## 本文

事件当時、北韓は「南朝鮮武装人員の英雄的で愛国的革命闘争」だと主張していた。北韓は、この年の11月には韓国東海岸の蔚珍郡と三陟郡地域に120人をこえる武装ゲリラを浸透させ、活動拠点を設けようとして失敗(2人の捕虜を残し全滅)。この時も「南朝鮮武装遊撃隊の愛国的決起」だと喧伝し、ゲリラ隊員の遺体を引き取らなかった。
「高級3」(80年~2002年)では、金日成・金正日親子が83年10月にビルマを訪問中の全斗煥大統領を狙って決行したラングーン爆弾テロ事件(閣僚4人を含む韓国高官17人死亡、ビルマ人4人死亡・47人負傷)への言及はない。当時ビルマ政府は犯人として北韓軍人2人を逮捕。ビルマは北韓に抗議し外交関係を断絶した。
だが、北韓は、いまだに同事件を全斗煥大統領の自作自演だと強弁している。そして、「88年ソウル・オリンピック」妨害のために実行した、「朝鮮戦争」休戦以後最大の対南テロであり同胞虐殺事件である87年11月の大韓航空機爆破事件(乗客・乗員115人全員死亡)については「南朝鮮旅客機失踪事件」と称し、「南朝鮮当局」による「でっち上げ」で、「大々的な『反共和国』騒動を繰り広げた」などと記述し、まったく恥じるところがない。
金日成絶対化と金日成王朝体制無条件擁護のために、歴史を都合よく改ざんし嘘で塗り固めた朝鮮学校歴史教科書は、在日同胞にとってはもとより、南北の相互理解・融和を通じた民主・先進化統一推進にとっても百害無益であり、速やかに破棄されなければならない。民主体制と真逆な全体主義体制(金日成王朝)への無条件擁護・支持を促す教育に対しては、その廃止を求めこそすれ、礼賛して支えるようなことがあってはならない。
機関紙を通じて喧伝
朝総連の機関紙「朝鮮新報」(2月19日付)は「民族教育は真の統一教育/南地域教員たちが見たウリハッキョ」との大きな見出しで、2月6日から9日に日本を訪問し、関東の朝鮮学校を訪れた韓国の「ウリハッキョと子どもたちを守る市民の会第14回訪問団」の話を紹介した。その中でソウルの小学校教員の「子どもたちに自分たちがわが民族の一員であることを教えてあげる朝鮮学校の教育こそ真の統一教育だ」という言葉を伝えた。また3月4日付では「取材ノート」欄で「朝鮮学校の先生たちは、統一について堂々と教えていました。そして子どもたちも胸を張って学んでいました。統一祖国の主人公になると、思い切り歌っていました。本当にうらやましいです」との第14回訪問団の「とある南の教師の話」を紹介している。

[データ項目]
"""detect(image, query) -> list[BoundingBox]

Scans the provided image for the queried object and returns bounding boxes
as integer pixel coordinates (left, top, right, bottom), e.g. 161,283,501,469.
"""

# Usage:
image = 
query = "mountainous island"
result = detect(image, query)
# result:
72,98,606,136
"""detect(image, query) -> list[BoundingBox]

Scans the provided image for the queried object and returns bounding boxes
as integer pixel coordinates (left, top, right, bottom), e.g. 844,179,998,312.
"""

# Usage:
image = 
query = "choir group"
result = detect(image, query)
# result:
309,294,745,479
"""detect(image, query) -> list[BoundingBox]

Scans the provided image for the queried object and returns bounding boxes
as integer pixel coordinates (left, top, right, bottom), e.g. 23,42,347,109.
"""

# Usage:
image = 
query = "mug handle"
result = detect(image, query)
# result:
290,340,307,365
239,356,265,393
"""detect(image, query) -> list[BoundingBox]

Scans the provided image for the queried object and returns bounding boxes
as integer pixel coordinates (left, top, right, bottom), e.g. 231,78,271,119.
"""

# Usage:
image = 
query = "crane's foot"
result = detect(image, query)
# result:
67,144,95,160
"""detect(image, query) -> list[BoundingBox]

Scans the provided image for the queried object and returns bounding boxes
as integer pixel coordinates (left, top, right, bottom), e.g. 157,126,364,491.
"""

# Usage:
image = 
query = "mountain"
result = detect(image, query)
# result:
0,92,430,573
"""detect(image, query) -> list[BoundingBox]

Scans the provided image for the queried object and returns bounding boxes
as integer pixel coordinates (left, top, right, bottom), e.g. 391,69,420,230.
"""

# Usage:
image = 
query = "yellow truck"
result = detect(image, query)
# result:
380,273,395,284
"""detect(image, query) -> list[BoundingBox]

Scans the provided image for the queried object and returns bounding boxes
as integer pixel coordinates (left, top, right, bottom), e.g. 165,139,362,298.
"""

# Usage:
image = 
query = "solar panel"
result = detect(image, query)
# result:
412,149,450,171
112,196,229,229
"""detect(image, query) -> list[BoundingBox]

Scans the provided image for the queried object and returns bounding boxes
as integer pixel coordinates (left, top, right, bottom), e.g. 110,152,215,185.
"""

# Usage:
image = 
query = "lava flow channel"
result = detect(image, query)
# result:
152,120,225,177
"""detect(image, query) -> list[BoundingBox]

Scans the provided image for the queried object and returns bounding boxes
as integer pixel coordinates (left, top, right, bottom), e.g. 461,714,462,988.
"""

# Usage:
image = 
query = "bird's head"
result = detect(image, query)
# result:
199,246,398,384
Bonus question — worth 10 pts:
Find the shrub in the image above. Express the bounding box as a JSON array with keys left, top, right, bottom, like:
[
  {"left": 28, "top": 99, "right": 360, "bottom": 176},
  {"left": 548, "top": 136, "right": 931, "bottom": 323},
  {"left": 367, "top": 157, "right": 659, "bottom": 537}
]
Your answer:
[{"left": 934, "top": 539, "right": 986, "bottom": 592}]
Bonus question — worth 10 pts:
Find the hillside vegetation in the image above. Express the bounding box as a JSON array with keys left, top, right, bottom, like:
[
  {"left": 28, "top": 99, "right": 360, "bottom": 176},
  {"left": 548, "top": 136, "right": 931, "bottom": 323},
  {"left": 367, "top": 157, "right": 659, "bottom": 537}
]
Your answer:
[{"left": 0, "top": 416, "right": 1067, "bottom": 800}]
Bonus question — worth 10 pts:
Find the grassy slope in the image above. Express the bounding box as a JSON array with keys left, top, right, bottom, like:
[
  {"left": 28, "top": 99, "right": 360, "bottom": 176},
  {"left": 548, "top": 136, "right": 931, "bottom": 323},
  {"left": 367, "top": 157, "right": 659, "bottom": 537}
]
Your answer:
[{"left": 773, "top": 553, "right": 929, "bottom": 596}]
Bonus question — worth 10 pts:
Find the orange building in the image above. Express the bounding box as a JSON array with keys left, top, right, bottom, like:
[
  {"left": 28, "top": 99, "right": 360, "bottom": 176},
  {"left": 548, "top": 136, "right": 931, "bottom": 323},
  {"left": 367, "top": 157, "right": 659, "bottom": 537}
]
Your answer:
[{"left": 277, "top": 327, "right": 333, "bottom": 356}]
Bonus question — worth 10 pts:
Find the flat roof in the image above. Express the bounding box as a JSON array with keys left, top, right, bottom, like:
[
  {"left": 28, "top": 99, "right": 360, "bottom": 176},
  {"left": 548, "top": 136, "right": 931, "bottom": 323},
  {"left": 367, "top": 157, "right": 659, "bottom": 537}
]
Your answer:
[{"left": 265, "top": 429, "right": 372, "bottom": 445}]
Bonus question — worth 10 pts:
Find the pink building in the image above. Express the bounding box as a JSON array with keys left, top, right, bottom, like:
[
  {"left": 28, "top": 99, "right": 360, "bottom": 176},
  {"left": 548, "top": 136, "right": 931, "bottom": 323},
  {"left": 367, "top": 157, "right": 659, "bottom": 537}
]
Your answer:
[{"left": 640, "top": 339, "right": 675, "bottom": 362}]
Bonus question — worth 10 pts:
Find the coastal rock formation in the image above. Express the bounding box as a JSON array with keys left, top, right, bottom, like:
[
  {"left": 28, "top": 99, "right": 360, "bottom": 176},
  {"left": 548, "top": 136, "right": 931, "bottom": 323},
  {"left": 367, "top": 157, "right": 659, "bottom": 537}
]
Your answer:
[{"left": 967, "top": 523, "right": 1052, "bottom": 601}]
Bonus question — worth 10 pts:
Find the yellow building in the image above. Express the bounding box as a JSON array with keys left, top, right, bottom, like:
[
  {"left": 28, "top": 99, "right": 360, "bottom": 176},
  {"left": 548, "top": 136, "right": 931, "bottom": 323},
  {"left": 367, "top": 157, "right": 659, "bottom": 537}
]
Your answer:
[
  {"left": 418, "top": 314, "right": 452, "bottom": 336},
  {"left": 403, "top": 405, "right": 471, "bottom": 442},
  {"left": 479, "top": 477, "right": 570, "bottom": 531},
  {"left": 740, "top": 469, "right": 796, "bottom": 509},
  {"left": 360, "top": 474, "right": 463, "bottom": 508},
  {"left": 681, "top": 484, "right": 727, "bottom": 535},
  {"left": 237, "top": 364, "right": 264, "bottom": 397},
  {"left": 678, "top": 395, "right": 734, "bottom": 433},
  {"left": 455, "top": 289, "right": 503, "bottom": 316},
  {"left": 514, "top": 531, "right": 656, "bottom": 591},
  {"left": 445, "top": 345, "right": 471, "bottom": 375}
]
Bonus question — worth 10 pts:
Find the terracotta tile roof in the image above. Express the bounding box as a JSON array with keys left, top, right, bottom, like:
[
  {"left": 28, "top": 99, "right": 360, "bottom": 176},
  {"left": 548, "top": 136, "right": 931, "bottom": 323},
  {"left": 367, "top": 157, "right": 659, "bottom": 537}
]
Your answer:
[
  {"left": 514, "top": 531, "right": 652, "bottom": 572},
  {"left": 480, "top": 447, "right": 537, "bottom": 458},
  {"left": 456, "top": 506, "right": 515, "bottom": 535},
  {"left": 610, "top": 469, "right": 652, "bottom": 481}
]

## 課題
(1) 本文によると、ラングーン爆弾テロ事件でビルマ政府が犯人として逮捕したのは誰ですか。
(2) 本文の「「高級3」(80年~2002年)では」で始まる段落を、主な事実を残して箇条書きに直してください。
(3) 朝鮮学校の歴史教科書と朝総連の機関紙を扱った本文を、最後の文の後から書き進めてください。

## 解答
(1) 北韓軍人2人です。

(2)
- 「高級3」(80年~2002年)には、ラングーン爆弾テロ事件への言及がない。
- 事件は83年10月、金日成・金正日親子が、ビルマ訪問中の全斗煥大統領を狙って決行した。
- 閣僚4人を含む韓国高官17人が死亡し、ビルマ人も4人が死亡、47人が負傷した。
- ビルマ政府は北韓軍人2人を犯人として逮捕した。
- ビルマは北韓に抗議し、外交関係を断絶した。

(3)
「朝鮮新報」は、これまでも「ウリハッキョは、在日だけの宝物ではなく、南と北の宝物であり、世界の平和を愛する多くの人々の大切な宝物」(映画監督)、「民族の国宝1号は朝鮮学校だ」(6・15共同宣言実践南側委員会常任代表)などと、朝鮮学校を訪問した韓国の「進歩・統一運動」団体幹部・人士らの言葉を引用・紹介してきた。こうした人々は、朝総連の「民族教育」が北韓世襲独裁の指導のもとに進められている「金日成民族教育」であることを承知の上で、絶賛し、継続支援を呼びかけているのだろうか。
朝総連は、北韓を「南北すべての人民の総意によって建設された唯一正当な主権国家、唯一の祖国」と定め、「すべての同胞を『共和国』のまわりに総結集させる」ことを使命としている。朝総連の強調する「自主統一」とは「金日成王朝下統一」にほかならない。朝総連中央の許宗萬議長は、2018年5月の朝総連第24回全体大会(4年に1回開催)でも、「金正恩様を全同胞(民族)の希望の中心」として「天地の果てまで戴き仕え」「敬愛する元帥様(金正恩)だけを信じて従う」ことを呼びかけている。
許宗萬議長は、最近も「われわれ在日同胞は、祖国人民たちとまったく同じ金日成民族の一員だ」とあらためて表明している(5月24日付朝鮮労働党機関紙「労働新聞」に掲載された許議長の長文「総連結成65周年 絶世の偉人たちと結んだ血縁の情は総連の永遠な生命線です」=5月29日付「朝鮮新報」)。また、南昇祐総連中央副議長は、6月10日発表の「談話」で「たとえ異国の地に暮らしても共和国の最高尊厳と体制を中傷冒涜する者たちを絶対に容赦しないというのが、白頭山偉人たちを民族の親として高く奉り、愛族愛国一筋に歩んできた総連の働き手と同胞たちの変わらない意志だ」と強調している。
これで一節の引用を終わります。